- [Exercise data]
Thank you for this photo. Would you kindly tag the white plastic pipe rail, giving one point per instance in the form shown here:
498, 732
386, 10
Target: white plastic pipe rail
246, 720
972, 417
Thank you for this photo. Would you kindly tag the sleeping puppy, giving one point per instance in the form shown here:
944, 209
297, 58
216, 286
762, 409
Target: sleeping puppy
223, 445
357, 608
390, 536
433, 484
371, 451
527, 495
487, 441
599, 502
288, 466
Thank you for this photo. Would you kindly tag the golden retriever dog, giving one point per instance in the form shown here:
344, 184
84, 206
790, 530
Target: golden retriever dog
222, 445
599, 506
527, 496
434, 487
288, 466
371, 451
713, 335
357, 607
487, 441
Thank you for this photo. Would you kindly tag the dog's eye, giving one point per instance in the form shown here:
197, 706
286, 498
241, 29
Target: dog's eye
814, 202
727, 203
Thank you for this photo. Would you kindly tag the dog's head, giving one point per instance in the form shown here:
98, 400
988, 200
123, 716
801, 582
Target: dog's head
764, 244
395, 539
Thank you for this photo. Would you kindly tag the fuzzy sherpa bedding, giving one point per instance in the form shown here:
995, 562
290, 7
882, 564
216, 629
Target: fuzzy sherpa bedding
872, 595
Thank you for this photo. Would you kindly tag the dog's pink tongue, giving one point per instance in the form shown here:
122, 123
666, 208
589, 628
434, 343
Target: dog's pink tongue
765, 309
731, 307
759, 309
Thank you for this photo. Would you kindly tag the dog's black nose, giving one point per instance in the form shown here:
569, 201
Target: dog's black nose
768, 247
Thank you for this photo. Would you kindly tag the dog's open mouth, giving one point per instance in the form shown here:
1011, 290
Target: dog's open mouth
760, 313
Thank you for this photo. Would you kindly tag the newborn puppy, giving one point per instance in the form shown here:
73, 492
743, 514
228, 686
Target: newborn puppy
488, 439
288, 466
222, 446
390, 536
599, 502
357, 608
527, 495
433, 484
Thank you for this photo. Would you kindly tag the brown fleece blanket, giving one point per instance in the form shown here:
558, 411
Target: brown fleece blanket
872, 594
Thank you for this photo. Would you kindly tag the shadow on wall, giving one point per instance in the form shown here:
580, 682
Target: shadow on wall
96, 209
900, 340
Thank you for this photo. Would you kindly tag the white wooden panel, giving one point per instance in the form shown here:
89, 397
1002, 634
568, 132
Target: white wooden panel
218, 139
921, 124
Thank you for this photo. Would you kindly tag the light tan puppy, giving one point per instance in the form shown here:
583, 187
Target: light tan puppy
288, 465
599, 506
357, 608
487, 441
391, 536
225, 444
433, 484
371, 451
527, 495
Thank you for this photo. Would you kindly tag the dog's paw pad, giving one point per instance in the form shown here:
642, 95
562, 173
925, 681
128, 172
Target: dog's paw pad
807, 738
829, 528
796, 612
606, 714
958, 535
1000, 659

- [To do] Nothing in the entries should be left out; please reproduce them all exactly.

- [Response area]
Thank you for this photo. Would you kindly tag the white plastic pipe rail, giving one point per instance in the form shown here:
498, 732
386, 10
Target: white plastic pipe rail
246, 720
972, 417
Thank you for this photo. Would you kindly tag the sleeping puppy, giving one point per instance in the form shown here:
944, 209
297, 58
216, 286
762, 409
Target: sleeping puppy
223, 445
357, 608
390, 536
433, 484
371, 451
527, 495
487, 441
599, 502
288, 466
Thank you for this photo. Would you kindly tag the golden retriever dog, giving one point per instance in the form shown here:
344, 184
84, 206
790, 530
Target: golden retriever dog
222, 445
599, 506
527, 496
434, 487
288, 466
371, 451
713, 335
357, 607
487, 441
Thank you for this photo. Would you kindly tag the dog's eye, giving one point per instance in the form shown here:
197, 706
286, 498
241, 29
Target: dog's eye
814, 202
727, 203
Thank you for this photo. Would you kindly tag the dog's head, giving one point per instance in the form shown here:
98, 400
988, 200
123, 716
801, 582
Target: dog's head
764, 244
395, 539
Thank you for this photo. Would you kindly tag the fuzzy sherpa bedding, giving one point per instance in the form shown here:
995, 562
290, 7
882, 564
216, 629
Target: fuzzy sherpa bedding
872, 595
Thank you for this photo. Would you kindly tag the dog's pink tongue, giving one point per instance in the form shown here:
122, 123
666, 208
589, 628
434, 343
Target: dog's pink tongue
765, 309
731, 307
759, 309
Thank you for this photo. Would you kindly tag the dog's black nose, giving one point per instance in the form shown here:
569, 201
Target: dog's black nose
768, 247
Thank you for this photo. Would you kindly tag the dog's open mouth, giving one point per instance in the form shown here:
1011, 290
Target: dog's open mouth
760, 313
Thank you for this photo. Would you kindly tag the newborn puppy, giving one point per instance in the form shown here:
73, 492
743, 514
228, 686
Target: newborn puppy
488, 439
288, 466
222, 446
390, 536
599, 502
357, 608
527, 495
433, 484
Thank you for this photo. Would you kindly tag the brown fleece blanket, giving one point per instance in the form shown here:
558, 411
Target: brown fleece blanket
872, 594
Thank you for this photo. Would you kindly tag the shadow on wall, giving one point per instance in the form shown here:
580, 682
Target: shadow on wall
96, 209
900, 340
Thank you for this photo. Would you kindly tag the white wooden panel, giving one point per instance in the form shown here:
89, 397
1002, 634
568, 132
Target: white wooden panel
218, 139
921, 124
Thank you for this photo. Would you kindly tag the light tan puppy, giving one point per instance in the form shown here:
583, 187
Target: light tan puppy
288, 465
599, 506
357, 608
487, 441
391, 536
225, 444
433, 484
371, 451
527, 495
Thank you for this photo. Would you kindly tag the dog's paw pad, giving one point per instance in the form shown here:
642, 95
562, 173
925, 681
128, 172
Target: dog's paw pad
807, 738
829, 528
796, 612
606, 714
958, 535
1000, 659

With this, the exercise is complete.